In God’s Name: Religion, violence and the path to Peace

In God’s Name: Religion, violence and the path to Peace

By Peniel Jesudason Rufus

We seem to live in a context where “there seems to be enough religion to make us hate one another but not enough religion to make us love one another,” to use the words of Mark Twain.
One of the dangers of religious violence today is the enlisting of God as an ally in violence. This on the one hand empowers the perpetrator and on the other elicits a dangerous complicity through silence by a passive majority.
In this context the words of Rabbi Jonathan Sacks assume a poignant relevance: when religion turns men into murderers, God weeps and says “not in my name”. In a time as this, where it is increasingly affirmed that religions which are often considered part of the problem need also to be part of the solution, the challenge for religions is to reinvent themselves as instruments of peace.
Three values are integral to this transformation of religion as a pathway for peace, namely honesty, hospitality and humility.
There is need for honesty to acknowledge that religions have at their heart problematic scriptural texts –‘texts of terror’, which can condone violence against the ‘other’, and work towards critical scriptural reinterpretation as a way towards peace.

:: Supplied entries ::
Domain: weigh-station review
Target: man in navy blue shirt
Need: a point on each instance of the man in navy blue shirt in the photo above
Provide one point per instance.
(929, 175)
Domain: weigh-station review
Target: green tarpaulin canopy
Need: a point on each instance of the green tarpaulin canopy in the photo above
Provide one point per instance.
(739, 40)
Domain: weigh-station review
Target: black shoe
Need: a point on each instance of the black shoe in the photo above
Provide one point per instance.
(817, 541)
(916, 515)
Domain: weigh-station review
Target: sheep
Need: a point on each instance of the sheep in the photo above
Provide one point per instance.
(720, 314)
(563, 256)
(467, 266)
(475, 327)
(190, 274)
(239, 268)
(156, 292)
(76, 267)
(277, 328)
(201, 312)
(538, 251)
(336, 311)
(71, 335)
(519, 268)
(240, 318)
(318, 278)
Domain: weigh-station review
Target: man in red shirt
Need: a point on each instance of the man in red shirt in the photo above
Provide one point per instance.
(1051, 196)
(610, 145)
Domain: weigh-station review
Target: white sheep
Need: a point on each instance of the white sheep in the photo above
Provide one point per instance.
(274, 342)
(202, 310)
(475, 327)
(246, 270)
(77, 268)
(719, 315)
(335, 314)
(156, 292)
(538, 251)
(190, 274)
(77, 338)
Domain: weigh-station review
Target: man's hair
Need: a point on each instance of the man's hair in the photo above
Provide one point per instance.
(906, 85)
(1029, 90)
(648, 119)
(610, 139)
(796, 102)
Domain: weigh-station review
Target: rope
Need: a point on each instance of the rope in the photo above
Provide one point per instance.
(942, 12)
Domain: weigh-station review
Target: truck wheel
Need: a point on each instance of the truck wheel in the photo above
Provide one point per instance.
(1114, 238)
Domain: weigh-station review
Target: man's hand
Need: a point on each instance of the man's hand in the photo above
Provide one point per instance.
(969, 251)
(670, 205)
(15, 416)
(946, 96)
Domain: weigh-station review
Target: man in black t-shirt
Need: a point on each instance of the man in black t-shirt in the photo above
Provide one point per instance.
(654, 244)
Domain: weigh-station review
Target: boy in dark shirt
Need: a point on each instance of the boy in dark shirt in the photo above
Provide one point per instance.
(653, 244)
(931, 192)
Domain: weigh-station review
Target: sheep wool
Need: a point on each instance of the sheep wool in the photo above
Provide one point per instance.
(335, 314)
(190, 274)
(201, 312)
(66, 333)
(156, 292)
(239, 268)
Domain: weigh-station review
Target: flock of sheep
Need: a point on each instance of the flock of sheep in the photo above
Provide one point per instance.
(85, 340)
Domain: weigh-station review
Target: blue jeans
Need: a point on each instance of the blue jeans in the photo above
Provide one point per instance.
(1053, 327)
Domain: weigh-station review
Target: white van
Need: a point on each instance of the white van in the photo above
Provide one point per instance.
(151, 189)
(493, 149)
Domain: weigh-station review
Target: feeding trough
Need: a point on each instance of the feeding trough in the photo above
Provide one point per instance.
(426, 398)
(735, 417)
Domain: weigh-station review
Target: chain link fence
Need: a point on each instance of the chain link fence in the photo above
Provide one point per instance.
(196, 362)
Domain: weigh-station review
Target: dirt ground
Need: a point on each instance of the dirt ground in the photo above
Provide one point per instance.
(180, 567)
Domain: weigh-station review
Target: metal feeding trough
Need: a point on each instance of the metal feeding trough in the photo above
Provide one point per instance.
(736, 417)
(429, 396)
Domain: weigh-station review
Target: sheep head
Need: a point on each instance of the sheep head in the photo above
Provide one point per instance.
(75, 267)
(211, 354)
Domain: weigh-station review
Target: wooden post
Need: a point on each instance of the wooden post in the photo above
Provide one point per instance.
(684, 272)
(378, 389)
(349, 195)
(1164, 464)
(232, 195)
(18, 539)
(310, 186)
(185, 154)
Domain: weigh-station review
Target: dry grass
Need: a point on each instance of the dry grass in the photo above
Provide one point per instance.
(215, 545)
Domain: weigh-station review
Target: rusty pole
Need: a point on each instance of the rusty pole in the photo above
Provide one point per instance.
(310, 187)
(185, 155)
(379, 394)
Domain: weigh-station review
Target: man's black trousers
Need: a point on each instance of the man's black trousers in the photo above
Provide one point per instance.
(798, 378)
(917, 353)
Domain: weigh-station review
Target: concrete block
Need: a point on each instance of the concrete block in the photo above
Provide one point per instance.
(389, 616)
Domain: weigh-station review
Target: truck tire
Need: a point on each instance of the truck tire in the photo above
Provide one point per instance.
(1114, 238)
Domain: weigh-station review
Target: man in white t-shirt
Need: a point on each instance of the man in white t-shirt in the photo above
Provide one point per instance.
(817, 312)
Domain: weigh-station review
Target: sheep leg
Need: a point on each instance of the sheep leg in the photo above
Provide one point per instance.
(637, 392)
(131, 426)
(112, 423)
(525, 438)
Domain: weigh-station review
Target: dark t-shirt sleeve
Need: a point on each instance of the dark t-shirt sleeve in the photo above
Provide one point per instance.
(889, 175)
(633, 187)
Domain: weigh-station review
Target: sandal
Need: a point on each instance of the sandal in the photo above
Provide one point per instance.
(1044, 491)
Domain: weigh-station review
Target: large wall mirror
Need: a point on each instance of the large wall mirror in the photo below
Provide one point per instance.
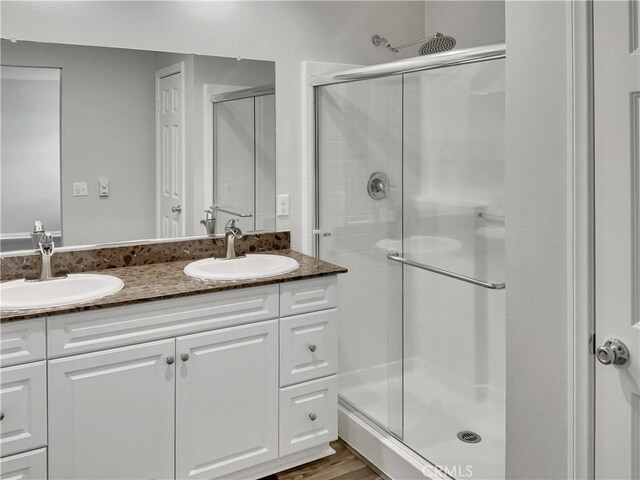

:: Things to do ::
A – Please copy from the article on religion and violence the part that opens with the words containing "By Peniel Jesudason" and closes with "a passive majority.".
B – Which three values does the article on religion and violence call integral to transforming religion into a pathway for peace?
C – Pick up the article on religion and violence after its final sentence and keep writing.

:: Answers by task ::
A –
By Peniel Jesudason Rufus

We seem to live in a context where “there seems to be enough religion to make us hate one another but not enough religion to make us love one another,” to use the words of Mark Twain.
One of the dangers of religious violence today is the enlisting of God as an ally in violence. This on the one hand empowers the perpetrator and on the other elicits a dangerous complicity through silence by a passive majority.

B – Honesty, hospitality and humility.

C –
This approach of honesty should be complemented by hospitality which moves beyond the idea of tolerance, which often perceives the religious other as an unavoidable inconvenience which cannot be eliminated. The spirit of honesty and hospitality needs to be completed by a spirit of humility, which is constantly attentive to the dynamics of power at play even in projects of interreligious collaboration and makes sure that the table of interreligious dialogue and cooperation is one in which there is equal space for the sharing of gifts of all.
In this way religious communities can reinvent religions not as fortresses to be defended but as wellsprings for the flourishing of all life.